Task item A: In the text on Black Adventists' health, which university's school of public health carried out the survey and tests?
Task item B: In the text on Black Adventists' health, write out the passage that begins with "An article on" and ends with "the same survey.", swapping "researchers" for "investigators".
Task item C: Write the next part of the text on Black Adventists' health, picking up after its final sentence.
┌─ Selected extract
Black Adventists report better physical and mental quality of life than the U.S. norm.
The next time Black Seventh Day Adventists appear at your door, take a good look at them. The members of the religious group before you are among the nation’s healthiest citizens regardless of race, and it is not just because they spread the gospel regularly by walking. Although, that quite possibly helps.
A new survey shows that the Adventists' mix of a healthy lifestyle and religious faith contributes to better health and greater longevity among its African-American members. The results are striking as Blacks, due to health care and income disparities, are generally counted among the nation’s unhealthiest citizens.
An article on UPI.com reports that the results of a survey and tests administered by the Adventist Religion and Health Study by Loma Linda University School of Public Health show that “Black Adventists reported better physical and mental quality of life than the U.S. norm” when researchers compared the results from a national sample of those who took the same survey.
└─
┌─ Records shown
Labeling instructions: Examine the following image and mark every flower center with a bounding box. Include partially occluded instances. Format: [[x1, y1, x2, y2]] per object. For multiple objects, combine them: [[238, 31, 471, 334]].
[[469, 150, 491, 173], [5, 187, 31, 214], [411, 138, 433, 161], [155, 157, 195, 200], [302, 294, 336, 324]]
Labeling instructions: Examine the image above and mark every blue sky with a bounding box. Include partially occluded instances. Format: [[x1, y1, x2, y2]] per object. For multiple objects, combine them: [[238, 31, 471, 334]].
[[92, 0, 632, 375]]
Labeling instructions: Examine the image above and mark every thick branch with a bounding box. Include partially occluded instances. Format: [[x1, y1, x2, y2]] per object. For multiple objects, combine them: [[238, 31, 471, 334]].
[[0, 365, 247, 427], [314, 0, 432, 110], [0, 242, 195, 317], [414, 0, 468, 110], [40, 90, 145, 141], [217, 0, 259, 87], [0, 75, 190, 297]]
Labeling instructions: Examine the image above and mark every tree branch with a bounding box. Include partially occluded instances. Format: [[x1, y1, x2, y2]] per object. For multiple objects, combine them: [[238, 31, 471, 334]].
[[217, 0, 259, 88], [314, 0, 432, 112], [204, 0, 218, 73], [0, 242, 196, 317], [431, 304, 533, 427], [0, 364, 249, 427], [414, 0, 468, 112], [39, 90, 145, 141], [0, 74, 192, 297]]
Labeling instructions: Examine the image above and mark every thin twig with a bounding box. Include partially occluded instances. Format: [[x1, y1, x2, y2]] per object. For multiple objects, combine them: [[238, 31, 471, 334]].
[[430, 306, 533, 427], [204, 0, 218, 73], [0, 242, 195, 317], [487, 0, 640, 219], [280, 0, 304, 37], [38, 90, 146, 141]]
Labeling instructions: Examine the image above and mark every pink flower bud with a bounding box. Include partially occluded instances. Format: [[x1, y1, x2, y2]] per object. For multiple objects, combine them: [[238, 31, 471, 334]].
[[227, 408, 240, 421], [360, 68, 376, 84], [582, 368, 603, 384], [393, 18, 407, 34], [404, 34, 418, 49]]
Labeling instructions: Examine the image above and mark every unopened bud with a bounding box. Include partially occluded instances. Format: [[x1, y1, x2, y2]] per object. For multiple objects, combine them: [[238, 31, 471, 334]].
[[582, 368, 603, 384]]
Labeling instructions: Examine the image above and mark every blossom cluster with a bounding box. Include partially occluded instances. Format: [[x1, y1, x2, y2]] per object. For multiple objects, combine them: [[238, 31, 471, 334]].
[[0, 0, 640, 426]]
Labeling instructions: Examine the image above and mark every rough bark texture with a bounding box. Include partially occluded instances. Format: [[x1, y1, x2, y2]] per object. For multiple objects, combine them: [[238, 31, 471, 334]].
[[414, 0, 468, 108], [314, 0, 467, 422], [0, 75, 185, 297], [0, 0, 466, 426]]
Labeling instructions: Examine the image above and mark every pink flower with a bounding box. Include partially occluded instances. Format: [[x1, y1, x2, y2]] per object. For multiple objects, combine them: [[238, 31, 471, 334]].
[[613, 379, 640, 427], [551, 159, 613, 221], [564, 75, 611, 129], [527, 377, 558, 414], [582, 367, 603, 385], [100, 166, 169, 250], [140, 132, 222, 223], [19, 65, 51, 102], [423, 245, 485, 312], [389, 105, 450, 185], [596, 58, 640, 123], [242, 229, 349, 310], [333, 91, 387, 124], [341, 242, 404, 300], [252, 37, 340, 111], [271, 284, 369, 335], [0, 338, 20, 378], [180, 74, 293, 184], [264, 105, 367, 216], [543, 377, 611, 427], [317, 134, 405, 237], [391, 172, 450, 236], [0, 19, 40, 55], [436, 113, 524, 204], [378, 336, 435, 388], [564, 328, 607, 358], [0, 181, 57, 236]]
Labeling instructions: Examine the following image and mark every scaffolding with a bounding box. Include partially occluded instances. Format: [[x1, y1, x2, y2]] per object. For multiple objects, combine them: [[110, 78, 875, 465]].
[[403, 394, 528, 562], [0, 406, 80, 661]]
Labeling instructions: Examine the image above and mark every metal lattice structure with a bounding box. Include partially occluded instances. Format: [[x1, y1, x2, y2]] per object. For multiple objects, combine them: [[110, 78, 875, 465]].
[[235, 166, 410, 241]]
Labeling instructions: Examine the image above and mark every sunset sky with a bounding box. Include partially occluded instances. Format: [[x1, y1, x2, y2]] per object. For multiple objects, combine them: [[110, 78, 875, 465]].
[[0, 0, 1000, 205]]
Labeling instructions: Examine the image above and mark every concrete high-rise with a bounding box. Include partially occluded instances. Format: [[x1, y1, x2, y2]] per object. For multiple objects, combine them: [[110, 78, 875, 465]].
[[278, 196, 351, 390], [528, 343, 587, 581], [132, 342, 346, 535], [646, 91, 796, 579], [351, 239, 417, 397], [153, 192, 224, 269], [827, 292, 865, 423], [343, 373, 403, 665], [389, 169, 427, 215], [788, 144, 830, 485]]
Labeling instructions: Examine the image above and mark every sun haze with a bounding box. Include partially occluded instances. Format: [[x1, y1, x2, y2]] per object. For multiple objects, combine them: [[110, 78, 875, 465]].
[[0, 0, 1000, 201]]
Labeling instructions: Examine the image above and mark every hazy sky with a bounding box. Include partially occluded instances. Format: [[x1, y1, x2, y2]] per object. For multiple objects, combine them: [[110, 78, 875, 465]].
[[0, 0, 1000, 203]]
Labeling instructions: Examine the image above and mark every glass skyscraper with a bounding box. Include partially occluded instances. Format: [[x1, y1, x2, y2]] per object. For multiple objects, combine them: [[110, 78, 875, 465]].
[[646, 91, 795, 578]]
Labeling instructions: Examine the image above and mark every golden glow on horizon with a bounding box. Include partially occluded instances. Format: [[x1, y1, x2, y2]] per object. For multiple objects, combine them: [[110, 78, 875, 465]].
└─
Written response A: Loma Linda University School of Public Health

Written response B:
An article on UPI.com reports that the results of a survey and tests administered by the Adventist Religion and Health Study by Loma Linda University School of Public Health show that “Black Adventists reported better physical and mental quality of life than the U.S. norm” when investigators compared the results from a national sample of those who took the same survey.

Written response C:
Nearly 11,000 Adventists, including 3,400 African-Americans, were surveyed.
The study’s principal investigator, Jerry Lee, said in a statement that "it is striking that, although in the general population blacks show poorer quality of life on a variety of measures, our results show that black Adventists have a significantly better quality of life than the average American. This difference is particularly pronounced in older age groups, who progressively demonstrate increased mental health—lower depression, more energy, feeling more calm and peaceful, etc.—relative to the general population. This could be a result of the healthy lifestyle choices that are built into the Adventist faith."
Adventists are known for their adherence to a lifestyle that emphasizes exercise, a vegetarian diet, non-smoking, eating nuts, consumption of water, social support and attending church regularly. The survey reports that these factors are predictors of longevity in Adventists.
Read the study Cohort Profile: The Biopsychosocial Religion and Health Study here, and search it using key word: Black. The 2006/2007 study was funded by the National Institute on Aging, and also included Loma Linda’s Schools of Medicine, Religion, and the Department of Psychology. All the the participants answered questions about their religious beliefs and practices, stressful life experiences, psychological characteristics and social life. A select group also underwent physical performance testing and blood pressure, weight, body fat, and waist and hip circumference examinations.